* **Exercise requirements**
Extend the passage on a DNA vaccine against Trypanosoma cruzi, picking up after its final sentence.

Trypanosoma cruzi is an intracellular protozoan parasite that infects humans and causes Chagas' disease, one of the major public health problems in many countries of Central and South America (25). Conventional chemotherapy has low efficacy (7), so viable parasites and chronic local inflammations may be detected during the whole life of the patient (31), making necessary the search for new alternatives to prevent or ameliorate the disease. Vaccines probably constitute the most appropriate approach. The kinetoplastid-specific KMP11 protein was first described for Leishmania donovani associated with the lypophosphoglycan molecule. It has been reported to be a potent inducer of immune cellular responses, and it is thought to have a role in protective immunity (12, 30). It has been demonstrated recently that the T. cruzi KMP11 protein is located mainly in the parasite's flagellar pocket and that it is associated with the cytoskeleton (28), structures critical for the mobility of the parasite and for its attachment to the host cell. In the present study, we addressed the questions of whether T. cruzi HSP70 within a DNA vaccine context would have any immunomodulatory effect on the KMP11 antigen to which it is fused and whether this chimeric molecule confers protection against lethal infection by T. cruzi.

To generate the DNA vaccine vectors shown in Fig. 1A, KMP11 and HSP70 genes were obtained from the TcKMP11n clone (28) and the pQE-70 clone (14), respectively. All the transformants were identified by restriction analysis, and their identities were further confirmed by automatic sequencing. Plasmid DNAs were purified using an Endofree Plasmid Gigakit (Qiagen). The recombinant plasmids (Fig. 1A) express the KMP11 protein and the KMP11-HSP70 fusion protein, as demonstrated by Western blotting of transfected COS-7 cells using sodium dodecyl sulfate-polyacrylamide gel electrophoresis. The immunoblots, through the use of polyclonal anti-KMP11 (28) and anti-HSP70 (15) antibodies, showed (Fig. 1B) two bands of approximately 11 and 83 kDa in the p4.11 and p4.11.70 lanes, respectively. The slightly stained bands of approximately 70 kDa present in the panel incubated with the anti-HSP70 antibody should correspond to the 70-kDa HSP of COS-7 cells.

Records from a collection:

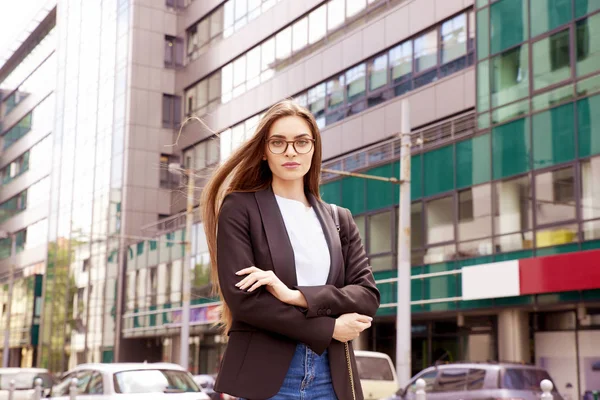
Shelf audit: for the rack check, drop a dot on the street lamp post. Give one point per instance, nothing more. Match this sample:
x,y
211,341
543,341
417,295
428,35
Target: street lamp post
x,y
186,285
13,254
403,313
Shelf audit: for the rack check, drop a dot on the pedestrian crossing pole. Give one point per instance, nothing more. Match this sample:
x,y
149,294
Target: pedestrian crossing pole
x,y
403,320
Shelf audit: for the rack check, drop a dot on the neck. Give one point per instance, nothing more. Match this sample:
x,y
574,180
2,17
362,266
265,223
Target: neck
x,y
293,190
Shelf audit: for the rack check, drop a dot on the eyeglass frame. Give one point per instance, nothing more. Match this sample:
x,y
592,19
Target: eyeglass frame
x,y
293,142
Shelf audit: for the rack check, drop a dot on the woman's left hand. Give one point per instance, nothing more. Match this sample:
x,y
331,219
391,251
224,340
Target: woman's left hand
x,y
257,277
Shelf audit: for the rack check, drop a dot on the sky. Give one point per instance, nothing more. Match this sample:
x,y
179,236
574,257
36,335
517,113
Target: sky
x,y
14,18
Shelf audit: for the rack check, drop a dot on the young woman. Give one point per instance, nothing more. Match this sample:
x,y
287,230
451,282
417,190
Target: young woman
x,y
294,289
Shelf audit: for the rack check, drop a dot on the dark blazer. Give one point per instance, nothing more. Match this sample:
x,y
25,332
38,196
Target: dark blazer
x,y
265,331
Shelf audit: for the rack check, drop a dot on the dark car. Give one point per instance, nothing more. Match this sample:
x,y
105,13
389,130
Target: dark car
x,y
469,381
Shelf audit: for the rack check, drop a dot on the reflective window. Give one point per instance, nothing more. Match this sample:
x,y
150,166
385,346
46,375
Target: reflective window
x,y
454,38
439,216
426,51
590,189
475,212
549,14
588,45
555,196
551,60
510,79
378,72
512,206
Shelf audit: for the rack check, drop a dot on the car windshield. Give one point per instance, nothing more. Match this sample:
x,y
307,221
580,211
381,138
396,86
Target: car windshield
x,y
524,379
24,379
154,381
374,368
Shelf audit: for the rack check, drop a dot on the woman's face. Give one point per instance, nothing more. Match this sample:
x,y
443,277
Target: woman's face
x,y
293,162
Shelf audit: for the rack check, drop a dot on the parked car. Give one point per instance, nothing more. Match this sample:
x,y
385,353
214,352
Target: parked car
x,y
130,381
376,373
24,382
467,381
207,383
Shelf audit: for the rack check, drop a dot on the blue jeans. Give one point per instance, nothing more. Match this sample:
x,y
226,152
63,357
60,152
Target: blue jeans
x,y
308,377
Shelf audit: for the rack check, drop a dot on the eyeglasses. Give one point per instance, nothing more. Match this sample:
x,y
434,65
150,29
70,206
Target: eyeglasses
x,y
301,146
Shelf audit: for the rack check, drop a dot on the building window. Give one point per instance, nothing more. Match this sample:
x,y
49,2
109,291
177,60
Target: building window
x,y
171,111
168,180
173,52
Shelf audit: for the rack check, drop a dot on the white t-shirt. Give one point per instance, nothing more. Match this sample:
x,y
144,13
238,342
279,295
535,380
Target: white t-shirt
x,y
311,253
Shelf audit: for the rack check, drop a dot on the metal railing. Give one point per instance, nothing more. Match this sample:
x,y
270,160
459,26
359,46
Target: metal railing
x,y
545,385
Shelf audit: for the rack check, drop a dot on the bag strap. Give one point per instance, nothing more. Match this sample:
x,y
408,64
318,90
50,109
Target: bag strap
x,y
336,216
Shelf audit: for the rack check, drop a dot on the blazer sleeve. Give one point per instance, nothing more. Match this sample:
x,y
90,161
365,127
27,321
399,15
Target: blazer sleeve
x,y
359,295
259,308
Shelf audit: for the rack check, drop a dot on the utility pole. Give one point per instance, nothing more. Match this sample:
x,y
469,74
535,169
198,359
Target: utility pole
x,y
186,285
11,279
403,313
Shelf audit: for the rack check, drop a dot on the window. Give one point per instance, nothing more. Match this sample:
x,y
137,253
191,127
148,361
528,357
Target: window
x,y
588,45
173,52
171,111
510,79
439,216
512,207
553,136
549,14
555,196
475,212
426,51
168,180
451,380
551,60
508,24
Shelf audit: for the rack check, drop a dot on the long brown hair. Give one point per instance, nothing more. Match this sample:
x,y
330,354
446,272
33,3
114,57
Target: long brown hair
x,y
246,171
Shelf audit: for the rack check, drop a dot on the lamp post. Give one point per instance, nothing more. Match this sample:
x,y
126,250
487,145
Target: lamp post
x,y
403,312
13,253
186,286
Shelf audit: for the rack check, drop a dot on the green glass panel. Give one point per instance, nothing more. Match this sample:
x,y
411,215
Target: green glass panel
x,y
588,45
483,121
549,14
510,111
380,194
515,255
511,148
551,98
551,60
472,304
588,126
554,136
439,173
591,245
483,33
483,86
331,192
548,251
473,161
583,7
353,194
510,79
588,86
416,177
514,301
508,24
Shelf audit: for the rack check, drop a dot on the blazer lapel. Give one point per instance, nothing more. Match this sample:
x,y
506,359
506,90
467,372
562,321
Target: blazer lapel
x,y
331,235
280,247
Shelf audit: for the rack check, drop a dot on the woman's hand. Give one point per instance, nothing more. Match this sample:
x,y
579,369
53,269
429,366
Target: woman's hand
x,y
349,326
257,277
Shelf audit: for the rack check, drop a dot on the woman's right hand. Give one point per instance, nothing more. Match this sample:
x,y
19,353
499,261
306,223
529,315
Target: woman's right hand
x,y
349,326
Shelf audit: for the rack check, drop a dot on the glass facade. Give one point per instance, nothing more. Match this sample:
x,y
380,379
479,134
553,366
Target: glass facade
x,y
86,184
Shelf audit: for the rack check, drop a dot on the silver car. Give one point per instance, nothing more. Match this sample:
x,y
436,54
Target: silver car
x,y
470,381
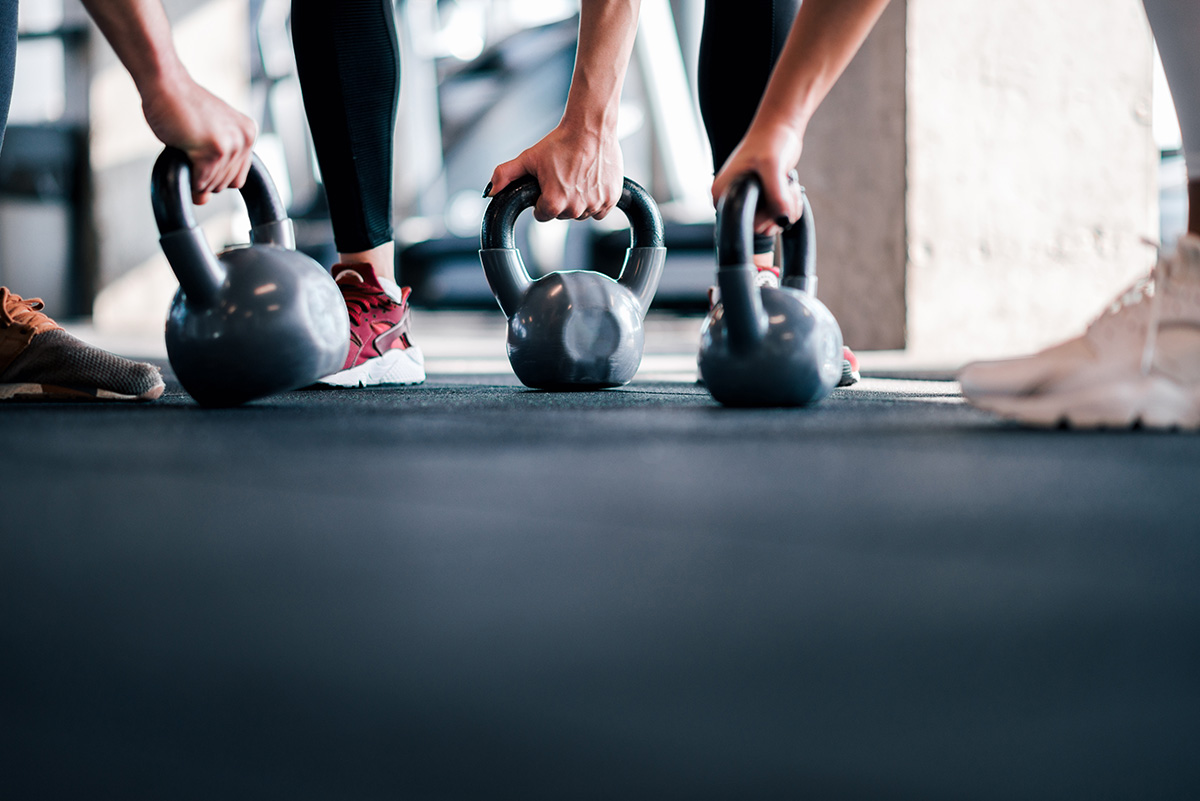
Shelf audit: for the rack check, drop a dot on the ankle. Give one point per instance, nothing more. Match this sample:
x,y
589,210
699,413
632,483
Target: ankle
x,y
382,260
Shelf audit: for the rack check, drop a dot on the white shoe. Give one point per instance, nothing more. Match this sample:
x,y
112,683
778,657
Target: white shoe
x,y
1138,363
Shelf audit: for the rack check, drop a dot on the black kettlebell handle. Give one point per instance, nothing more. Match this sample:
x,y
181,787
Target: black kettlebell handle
x,y
735,234
501,218
171,193
199,272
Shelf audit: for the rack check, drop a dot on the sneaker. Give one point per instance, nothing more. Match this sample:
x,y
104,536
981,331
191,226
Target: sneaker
x,y
850,374
40,361
381,349
1138,363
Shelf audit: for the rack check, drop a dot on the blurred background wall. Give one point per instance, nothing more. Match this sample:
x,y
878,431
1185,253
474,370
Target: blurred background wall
x,y
983,175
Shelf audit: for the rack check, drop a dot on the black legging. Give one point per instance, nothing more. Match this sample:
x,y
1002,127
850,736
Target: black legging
x,y
738,48
7,58
348,62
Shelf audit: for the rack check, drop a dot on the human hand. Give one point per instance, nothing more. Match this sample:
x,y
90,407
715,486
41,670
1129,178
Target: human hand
x,y
772,152
580,174
219,139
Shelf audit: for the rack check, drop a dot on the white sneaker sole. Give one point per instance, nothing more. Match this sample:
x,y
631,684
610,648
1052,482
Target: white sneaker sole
x,y
396,366
1152,402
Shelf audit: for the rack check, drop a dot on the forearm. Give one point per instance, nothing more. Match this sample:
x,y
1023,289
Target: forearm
x,y
823,38
607,29
139,34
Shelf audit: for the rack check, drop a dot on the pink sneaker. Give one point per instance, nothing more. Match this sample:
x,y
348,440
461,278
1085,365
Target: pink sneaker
x,y
381,349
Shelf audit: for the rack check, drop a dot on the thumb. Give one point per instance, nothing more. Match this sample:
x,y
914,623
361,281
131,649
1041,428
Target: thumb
x,y
505,174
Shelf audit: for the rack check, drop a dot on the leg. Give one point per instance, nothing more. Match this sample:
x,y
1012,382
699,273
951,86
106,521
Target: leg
x,y
738,48
347,59
1176,26
348,62
7,58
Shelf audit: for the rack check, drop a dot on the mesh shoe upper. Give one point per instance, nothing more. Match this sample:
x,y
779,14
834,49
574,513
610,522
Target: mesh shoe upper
x,y
37,355
378,321
21,320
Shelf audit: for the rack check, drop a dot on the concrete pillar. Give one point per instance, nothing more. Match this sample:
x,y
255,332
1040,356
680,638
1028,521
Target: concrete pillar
x,y
984,174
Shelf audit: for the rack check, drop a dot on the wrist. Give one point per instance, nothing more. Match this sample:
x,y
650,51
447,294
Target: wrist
x,y
161,74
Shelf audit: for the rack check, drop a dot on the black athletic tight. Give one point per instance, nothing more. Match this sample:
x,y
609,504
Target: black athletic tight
x,y
348,62
7,58
739,44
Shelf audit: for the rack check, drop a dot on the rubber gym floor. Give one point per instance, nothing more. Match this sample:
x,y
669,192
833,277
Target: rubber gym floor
x,y
472,590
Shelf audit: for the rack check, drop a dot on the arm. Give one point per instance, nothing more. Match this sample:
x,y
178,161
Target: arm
x,y
823,38
579,164
216,138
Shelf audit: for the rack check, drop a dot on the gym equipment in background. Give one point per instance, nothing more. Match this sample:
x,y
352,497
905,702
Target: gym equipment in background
x,y
760,345
253,319
573,329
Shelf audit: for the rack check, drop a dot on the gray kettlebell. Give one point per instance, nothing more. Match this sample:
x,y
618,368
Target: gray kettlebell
x,y
575,329
760,345
253,319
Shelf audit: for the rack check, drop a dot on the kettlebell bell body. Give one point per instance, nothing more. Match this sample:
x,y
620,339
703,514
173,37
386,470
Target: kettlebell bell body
x,y
761,345
574,329
255,319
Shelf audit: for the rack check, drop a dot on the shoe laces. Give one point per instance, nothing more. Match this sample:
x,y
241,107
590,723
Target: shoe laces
x,y
361,297
17,311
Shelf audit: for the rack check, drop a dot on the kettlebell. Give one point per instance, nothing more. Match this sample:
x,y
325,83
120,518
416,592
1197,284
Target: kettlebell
x,y
574,329
253,319
760,345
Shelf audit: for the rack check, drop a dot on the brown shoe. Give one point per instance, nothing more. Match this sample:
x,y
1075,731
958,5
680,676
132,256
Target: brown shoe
x,y
40,361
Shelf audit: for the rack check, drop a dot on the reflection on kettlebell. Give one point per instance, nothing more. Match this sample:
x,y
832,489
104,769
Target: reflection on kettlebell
x,y
574,329
255,319
765,347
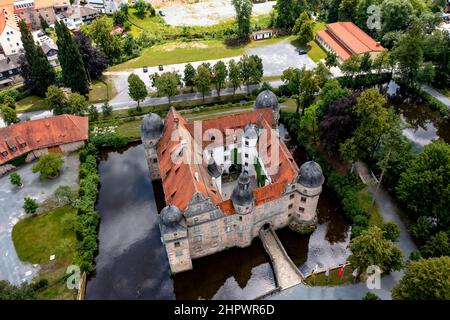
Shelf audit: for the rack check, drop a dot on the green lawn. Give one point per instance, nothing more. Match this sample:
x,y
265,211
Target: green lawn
x,y
36,238
365,201
102,90
315,52
180,52
321,279
31,103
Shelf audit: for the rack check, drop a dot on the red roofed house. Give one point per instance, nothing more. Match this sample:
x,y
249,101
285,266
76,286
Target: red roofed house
x,y
225,179
346,39
61,134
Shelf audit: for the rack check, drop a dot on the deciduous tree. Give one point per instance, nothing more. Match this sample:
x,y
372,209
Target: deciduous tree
x,y
219,76
203,80
372,248
74,74
167,84
425,279
136,89
243,10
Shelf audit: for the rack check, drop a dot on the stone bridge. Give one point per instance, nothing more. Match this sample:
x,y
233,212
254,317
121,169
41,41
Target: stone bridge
x,y
286,272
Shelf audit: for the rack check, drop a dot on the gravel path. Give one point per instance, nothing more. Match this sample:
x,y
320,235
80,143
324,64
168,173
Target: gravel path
x,y
11,202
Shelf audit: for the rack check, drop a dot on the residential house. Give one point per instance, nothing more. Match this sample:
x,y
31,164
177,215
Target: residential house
x,y
9,70
10,38
346,39
60,134
107,6
76,16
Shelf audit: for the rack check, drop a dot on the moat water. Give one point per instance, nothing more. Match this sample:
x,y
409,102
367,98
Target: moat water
x,y
423,124
132,262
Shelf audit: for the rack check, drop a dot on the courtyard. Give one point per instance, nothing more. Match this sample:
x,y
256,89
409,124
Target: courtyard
x,y
11,198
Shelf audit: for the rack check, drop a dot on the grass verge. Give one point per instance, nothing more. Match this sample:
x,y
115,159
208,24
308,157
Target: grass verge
x,y
321,279
31,103
38,237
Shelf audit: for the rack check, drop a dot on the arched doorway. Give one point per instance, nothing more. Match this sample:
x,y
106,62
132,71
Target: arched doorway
x,y
266,226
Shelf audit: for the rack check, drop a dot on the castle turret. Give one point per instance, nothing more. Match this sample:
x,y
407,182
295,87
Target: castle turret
x,y
242,195
268,99
308,186
152,128
215,173
174,234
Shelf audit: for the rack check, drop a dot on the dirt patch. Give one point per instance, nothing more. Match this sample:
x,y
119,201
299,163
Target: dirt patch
x,y
169,3
183,45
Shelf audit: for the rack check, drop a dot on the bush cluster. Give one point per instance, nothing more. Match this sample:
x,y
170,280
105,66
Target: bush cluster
x,y
87,219
347,188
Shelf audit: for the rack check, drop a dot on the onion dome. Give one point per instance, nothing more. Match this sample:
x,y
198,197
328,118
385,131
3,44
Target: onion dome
x,y
152,127
213,169
242,195
310,175
250,132
170,216
266,99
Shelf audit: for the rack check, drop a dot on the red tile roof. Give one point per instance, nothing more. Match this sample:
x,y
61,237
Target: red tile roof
x,y
345,38
182,179
42,133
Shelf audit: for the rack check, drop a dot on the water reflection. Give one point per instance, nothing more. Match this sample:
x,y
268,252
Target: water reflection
x,y
231,274
131,263
423,124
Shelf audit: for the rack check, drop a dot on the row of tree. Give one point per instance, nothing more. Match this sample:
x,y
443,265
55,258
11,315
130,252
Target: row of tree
x,y
248,70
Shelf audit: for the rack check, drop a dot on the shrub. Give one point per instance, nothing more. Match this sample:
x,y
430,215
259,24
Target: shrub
x,y
87,220
109,139
15,179
48,166
30,205
391,231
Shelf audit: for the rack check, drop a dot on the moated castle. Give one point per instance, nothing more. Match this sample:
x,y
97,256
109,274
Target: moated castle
x,y
226,178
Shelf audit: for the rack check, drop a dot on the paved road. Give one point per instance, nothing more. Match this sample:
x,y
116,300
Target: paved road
x,y
11,199
445,100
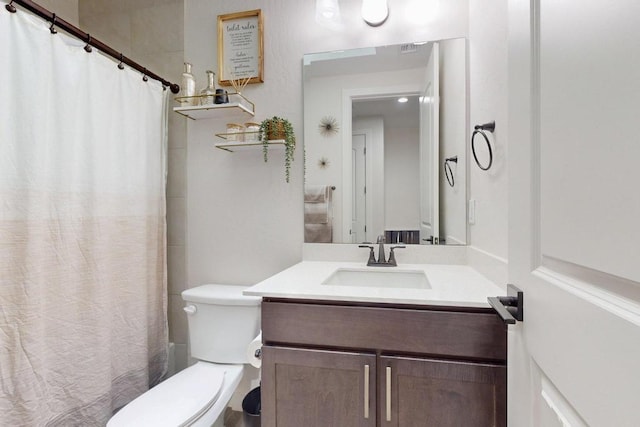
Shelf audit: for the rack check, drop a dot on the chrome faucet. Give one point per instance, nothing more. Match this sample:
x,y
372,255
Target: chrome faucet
x,y
381,261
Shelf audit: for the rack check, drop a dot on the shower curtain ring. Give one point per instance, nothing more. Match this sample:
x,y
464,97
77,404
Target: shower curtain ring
x,y
88,48
53,22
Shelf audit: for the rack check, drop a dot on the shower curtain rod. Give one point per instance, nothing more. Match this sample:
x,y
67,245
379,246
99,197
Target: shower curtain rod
x,y
78,33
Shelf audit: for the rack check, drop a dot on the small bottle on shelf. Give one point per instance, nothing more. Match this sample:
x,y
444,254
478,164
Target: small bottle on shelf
x,y
188,87
208,94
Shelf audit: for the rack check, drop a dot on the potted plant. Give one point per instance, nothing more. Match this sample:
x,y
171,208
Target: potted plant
x,y
278,128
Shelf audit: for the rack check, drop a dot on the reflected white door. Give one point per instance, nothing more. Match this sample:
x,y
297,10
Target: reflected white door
x,y
359,174
573,163
429,151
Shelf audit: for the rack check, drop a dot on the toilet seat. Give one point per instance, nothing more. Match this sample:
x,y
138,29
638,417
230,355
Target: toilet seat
x,y
183,399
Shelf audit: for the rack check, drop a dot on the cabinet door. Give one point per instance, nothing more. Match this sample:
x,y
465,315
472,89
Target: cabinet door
x,y
428,392
310,388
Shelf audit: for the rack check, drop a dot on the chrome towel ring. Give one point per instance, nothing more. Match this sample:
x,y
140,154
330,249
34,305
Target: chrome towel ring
x,y
479,129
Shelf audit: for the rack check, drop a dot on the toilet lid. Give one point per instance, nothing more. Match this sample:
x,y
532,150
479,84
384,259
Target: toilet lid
x,y
178,401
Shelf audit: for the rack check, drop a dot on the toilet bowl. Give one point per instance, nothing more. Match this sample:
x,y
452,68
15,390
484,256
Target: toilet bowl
x,y
222,323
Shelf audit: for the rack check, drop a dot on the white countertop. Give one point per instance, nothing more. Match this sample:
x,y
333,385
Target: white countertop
x,y
451,285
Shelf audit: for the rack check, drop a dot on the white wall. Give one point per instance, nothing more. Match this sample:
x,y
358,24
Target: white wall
x,y
244,221
488,101
401,176
453,139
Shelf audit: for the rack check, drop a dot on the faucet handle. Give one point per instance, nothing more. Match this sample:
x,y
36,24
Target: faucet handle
x,y
392,256
372,257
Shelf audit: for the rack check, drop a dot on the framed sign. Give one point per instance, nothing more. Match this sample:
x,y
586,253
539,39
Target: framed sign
x,y
240,48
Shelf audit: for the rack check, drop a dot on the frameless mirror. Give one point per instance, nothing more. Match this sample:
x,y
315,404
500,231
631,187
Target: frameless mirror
x,y
385,132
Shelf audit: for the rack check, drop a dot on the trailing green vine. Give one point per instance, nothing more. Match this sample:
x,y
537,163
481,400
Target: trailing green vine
x,y
278,128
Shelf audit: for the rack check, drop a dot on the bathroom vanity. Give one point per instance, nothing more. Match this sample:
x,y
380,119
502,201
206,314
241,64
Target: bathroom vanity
x,y
358,356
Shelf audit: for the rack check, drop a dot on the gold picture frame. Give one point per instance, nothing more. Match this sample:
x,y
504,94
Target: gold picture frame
x,y
240,48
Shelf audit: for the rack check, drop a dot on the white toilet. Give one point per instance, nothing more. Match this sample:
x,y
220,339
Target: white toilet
x,y
222,323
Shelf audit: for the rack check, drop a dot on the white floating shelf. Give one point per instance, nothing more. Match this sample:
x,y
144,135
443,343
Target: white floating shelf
x,y
237,105
244,146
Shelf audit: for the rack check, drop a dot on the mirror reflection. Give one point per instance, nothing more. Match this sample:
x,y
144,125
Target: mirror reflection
x,y
380,124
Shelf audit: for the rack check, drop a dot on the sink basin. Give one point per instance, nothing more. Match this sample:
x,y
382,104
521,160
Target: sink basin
x,y
384,277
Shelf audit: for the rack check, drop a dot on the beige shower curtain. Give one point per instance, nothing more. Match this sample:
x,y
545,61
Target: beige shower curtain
x,y
83,327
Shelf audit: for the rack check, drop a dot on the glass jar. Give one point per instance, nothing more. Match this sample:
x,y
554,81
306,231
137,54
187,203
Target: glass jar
x,y
208,94
234,132
252,131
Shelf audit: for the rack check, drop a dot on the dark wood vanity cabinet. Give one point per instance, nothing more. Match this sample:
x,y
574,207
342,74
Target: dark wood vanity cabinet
x,y
336,364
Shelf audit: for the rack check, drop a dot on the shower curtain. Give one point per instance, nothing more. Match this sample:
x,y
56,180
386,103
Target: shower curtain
x,y
83,326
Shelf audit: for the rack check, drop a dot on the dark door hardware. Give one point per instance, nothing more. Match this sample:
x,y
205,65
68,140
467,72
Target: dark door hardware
x,y
509,308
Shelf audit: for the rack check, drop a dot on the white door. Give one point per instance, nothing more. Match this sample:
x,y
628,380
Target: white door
x,y
359,174
429,151
574,212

* **Output for this task**
FIG. 1.

FIG. 1

(A) Construction of the DNA vaccines. T. cruzi KMP11 and KMP11-HSP70 genes were cloned separately between the cytomegalovirus promoter sequence and the bovine growth hormone polyadenylation sequence in the pCMV4 expression vector, whose characteristics are summarized in this figure, generating pCMV4.11 and pCMV4.11.70 clones. To construct the vector pCMV4.11.70 containing the fused genes, the KMP11 coding sequence with the stop codon deleted was cloned upstream and in frame with the HSP70 gene previously cloned in the pCMV4 vector. (B) Expression of KMP11 and KMP11-HSP70 proteins in COS-7 cells. Protein expression was checked in vitro by plasmid transient transfection with lipofectin (Gibco) into COS-7 cells, followed by Western blotting of the cell extracts (29). Antisera produced in rabbits and directed against the GMPG repeated motif located at the C termini of the T. cruzi HSP70 protein (15) and the KMP11 protein (24) were used (panels 1 and 2, respectively). Lanes p4, cells transfected with the control vector; lane p4.11.70, cells transfected with the vector bearing the coding sequence for the KMP11-HSP70 fusion protein; lane p4.11, cells transfected with the DNA plasmid containing the gene coding for the KMP11 protein. Double and single asterisks indicate the locations of the KMP11-HSP70 fusion protein and the KMP11 protein, respectively. MW, molecular weights of standard proteins in thousands.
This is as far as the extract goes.